--- Exercise prompt ---
Copy every entry word for word, but skip the pictures.

Image-grounded pointing data
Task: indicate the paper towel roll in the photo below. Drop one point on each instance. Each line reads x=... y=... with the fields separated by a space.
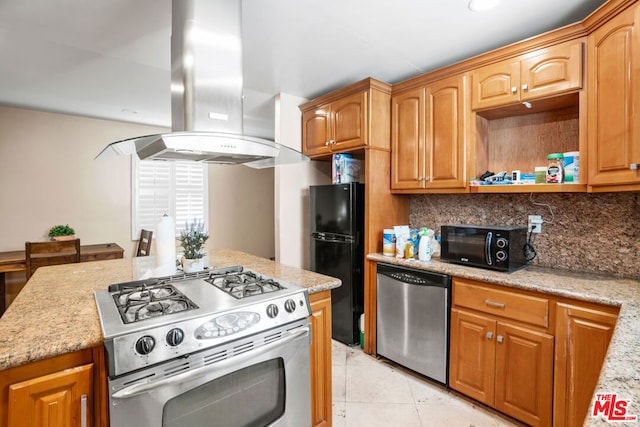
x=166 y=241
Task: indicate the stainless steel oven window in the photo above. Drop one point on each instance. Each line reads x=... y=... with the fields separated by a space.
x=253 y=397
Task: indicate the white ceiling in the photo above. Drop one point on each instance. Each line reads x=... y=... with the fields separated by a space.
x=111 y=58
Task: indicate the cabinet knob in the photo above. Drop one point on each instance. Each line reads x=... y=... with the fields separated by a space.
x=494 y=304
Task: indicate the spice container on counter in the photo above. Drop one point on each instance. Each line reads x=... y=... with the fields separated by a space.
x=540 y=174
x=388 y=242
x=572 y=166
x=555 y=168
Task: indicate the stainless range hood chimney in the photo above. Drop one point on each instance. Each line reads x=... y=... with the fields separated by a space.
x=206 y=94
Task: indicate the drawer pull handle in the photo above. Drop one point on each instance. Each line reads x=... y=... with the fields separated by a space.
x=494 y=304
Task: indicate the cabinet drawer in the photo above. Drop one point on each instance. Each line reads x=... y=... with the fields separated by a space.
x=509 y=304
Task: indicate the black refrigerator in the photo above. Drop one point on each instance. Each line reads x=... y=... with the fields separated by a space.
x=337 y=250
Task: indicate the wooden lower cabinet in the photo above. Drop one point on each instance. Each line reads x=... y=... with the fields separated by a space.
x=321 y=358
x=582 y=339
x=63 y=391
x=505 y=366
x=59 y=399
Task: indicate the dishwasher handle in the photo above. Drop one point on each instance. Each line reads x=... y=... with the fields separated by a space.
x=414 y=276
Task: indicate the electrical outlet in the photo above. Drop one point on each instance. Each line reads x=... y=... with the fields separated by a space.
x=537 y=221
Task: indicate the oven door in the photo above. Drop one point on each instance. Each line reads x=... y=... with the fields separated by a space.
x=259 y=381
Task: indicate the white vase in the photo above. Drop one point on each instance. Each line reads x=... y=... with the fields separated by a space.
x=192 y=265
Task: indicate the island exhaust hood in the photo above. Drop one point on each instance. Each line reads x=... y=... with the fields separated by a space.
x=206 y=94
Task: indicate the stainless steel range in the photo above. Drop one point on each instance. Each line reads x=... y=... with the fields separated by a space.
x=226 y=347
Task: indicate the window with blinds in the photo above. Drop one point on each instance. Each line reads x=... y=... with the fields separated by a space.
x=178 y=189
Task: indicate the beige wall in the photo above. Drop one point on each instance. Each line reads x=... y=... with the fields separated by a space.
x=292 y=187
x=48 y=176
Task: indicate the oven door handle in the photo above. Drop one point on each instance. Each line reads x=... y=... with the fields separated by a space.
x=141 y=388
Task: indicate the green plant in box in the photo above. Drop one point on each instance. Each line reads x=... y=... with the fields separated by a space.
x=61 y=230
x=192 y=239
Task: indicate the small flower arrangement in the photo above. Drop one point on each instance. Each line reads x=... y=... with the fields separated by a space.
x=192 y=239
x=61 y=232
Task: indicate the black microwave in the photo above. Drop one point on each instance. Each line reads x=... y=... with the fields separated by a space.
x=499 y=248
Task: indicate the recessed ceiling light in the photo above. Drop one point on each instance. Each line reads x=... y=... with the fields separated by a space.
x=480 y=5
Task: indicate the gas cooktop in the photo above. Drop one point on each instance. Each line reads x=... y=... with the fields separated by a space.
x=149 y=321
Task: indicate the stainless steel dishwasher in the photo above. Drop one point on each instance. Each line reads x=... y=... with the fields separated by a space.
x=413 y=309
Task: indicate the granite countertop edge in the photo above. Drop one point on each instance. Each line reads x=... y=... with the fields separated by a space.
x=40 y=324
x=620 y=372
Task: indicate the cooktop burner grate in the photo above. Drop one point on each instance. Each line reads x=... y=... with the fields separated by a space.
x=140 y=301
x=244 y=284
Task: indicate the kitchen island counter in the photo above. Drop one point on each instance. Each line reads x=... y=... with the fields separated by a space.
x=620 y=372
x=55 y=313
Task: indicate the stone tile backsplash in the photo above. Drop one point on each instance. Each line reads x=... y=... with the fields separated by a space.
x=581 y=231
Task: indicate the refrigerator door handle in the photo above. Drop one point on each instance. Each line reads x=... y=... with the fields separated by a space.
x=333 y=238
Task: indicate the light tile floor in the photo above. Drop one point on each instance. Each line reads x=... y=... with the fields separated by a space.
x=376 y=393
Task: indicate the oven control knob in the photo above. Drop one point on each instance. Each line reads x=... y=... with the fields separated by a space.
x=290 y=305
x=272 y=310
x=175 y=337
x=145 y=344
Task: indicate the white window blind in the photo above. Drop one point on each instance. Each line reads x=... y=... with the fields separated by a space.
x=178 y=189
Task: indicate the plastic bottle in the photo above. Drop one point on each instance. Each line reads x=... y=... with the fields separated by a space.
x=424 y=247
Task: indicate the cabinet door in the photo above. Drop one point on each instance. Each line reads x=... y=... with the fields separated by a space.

--- Answer for this exercise ---
Task: indicate the paper towel roll in the photo below. Drop one point on each instance. Each line reads x=... y=... with the fields separated by a space.
x=166 y=241
Task: indicate the stainless steel oven window in the photo above. Drop one point on each instance. Each line reads x=... y=... with the fields separated by a space.
x=253 y=397
Task: indicate the white ceiling in the photo above. Drop one point on each instance. Each line reads x=... y=... with the fields separated by a space.
x=111 y=58
Task: indicate the cabinet knob in the photo above. Drop one point on each instance. Each line reads x=... y=... with the fields separated by a space.
x=494 y=304
Task: indicate the spice container on counter in the photo above. Drop one point on each instance. Each line reads x=... y=... with the fields separated by a space.
x=540 y=174
x=388 y=242
x=572 y=166
x=555 y=168
Task: indicate the stainless range hood chimney in the photo above. Drop one point on each instance. Each line reads x=... y=... with the fields separated by a space.
x=206 y=94
Task: indicate the drawer pull handle in the photo above. Drop one point on each instance. Each line reads x=... y=... with the fields separated by a space.
x=494 y=304
Task: indicate the cabinet drawer in the photo above. Drop one point on each instance. Each line reads x=... y=... with the fields separated by a space.
x=509 y=304
Task: indicate the black refrigerator in the photo above. Drop one point on each instance. Each line reads x=... y=... with the fields separated by a space.
x=337 y=250
Task: indicate the wooden lower cabinet in the photo above. Drop one point on each instance. Each line reads x=... y=... with the fields separated by a space.
x=321 y=358
x=582 y=339
x=63 y=391
x=505 y=366
x=59 y=399
Task: indicate the dishwasher handle in the photo above. Drop one point on each instance. Each line reads x=... y=... with the fields separated by a space.
x=414 y=276
Task: indicate the electrical outlet in the photo above. Drop one point on each instance. Each line reads x=... y=... with the fields separated by a space.
x=537 y=221
Task: indicate the oven door in the photo above. Drop one point on each instance. Each line reads x=... y=... with the fields separated by a space.
x=259 y=381
Task: indicate the white vase in the photo above. Drop one point on each instance. Each line reads x=... y=... with the fields separated by a space.
x=192 y=265
Task: indicate the island exhaust hood in the photo above. Drop one point on each instance. Each line reads x=... y=... with the fields separated by a space.
x=206 y=94
Task: indicate the stainless steel range in the photo above. Drop one point on each instance. Each line reads x=... y=... with the fields separated by a space.
x=226 y=347
Task: indicate the window with blinds in the photo above. Drop one point on each instance. Each line reads x=... y=... with the fields separated by a space.
x=178 y=189
Task: indicate the beige wall in the photo above. Drop one point on each instance. Each line reads x=... y=... with the fields separated by a space.
x=292 y=187
x=48 y=176
Task: indicate the oven door handle in the photo above. Drop one point on each instance. Each line reads x=... y=... with the fields separated by a space.
x=141 y=388
Task: indicate the green plant in box in the photo above. Drop one point on each instance. Each line reads x=... y=... with the fields separated by a space.
x=61 y=230
x=192 y=239
Task: indicate the small flower arrangement in the photo above. Drop one point on each instance. Each line reads x=... y=... with the fields separated by a space.
x=192 y=239
x=61 y=232
Task: indicate the black microwave in the photo above. Drop one point on each instance. Each line reads x=... y=... with the fields separated by a space.
x=499 y=248
Task: indicate the recessed ceiling light in the photo above. Drop one point on each instance. Each line reads x=... y=... with the fields separated by a space.
x=480 y=5
Task: indicate the gas cooktop in the photo above. Drop one point on each instance. Each line reads x=... y=... with the fields separated by a space.
x=149 y=321
Task: indicate the stainless steel dishwasher in the photo above. Drop one point on each instance. Each line reads x=... y=... with the fields separated by a space.
x=413 y=309
Task: indicate the granite countertop edge in the photo above. Drop one point on each instance. Each line reads x=... y=... with the fields separated by a space.
x=40 y=324
x=620 y=372
Task: indicate the cooktop burner grate in the photo above. Drop one point on each instance. Each line reads x=... y=... with the fields separated by a space.
x=140 y=301
x=244 y=284
Task: indicate the kitchen island counter in the photo above. Drop one point on each instance. Each line reads x=... y=... with the fields separated by a space.
x=620 y=372
x=55 y=313
Task: indicate the stone tile backsplash in the photo above. Drop one point on each instance. Each line reads x=... y=... with the fields separated by a space.
x=581 y=231
Task: indicate the refrigerator door handle in the photo above. Drop one point on each instance. Each line reads x=... y=... with the fields separated by a space.
x=333 y=238
Task: indicate the light tile floor in the photo above. Drop one point on each instance. Each line reads x=... y=... with the fields separated by a space.
x=376 y=393
Task: indicate the oven control knob in the photo above. Drop one point on each instance. Each line reads x=... y=... with the fields separated by a space.
x=290 y=305
x=272 y=310
x=175 y=337
x=145 y=344
Task: indicate the white window blind in the photo above. Drop one point on each instance. Each line reads x=... y=... with the fields separated by a space.
x=178 y=189
Task: indicate the plastic bottle in the photo above. Drop one point on each instance. Each line reads x=... y=... with the fields separated by a space.
x=424 y=247
Task: indicate the cabinet door in the photo above. Drop one point on each instance. Each line reads x=... y=... with the fields separated by a space.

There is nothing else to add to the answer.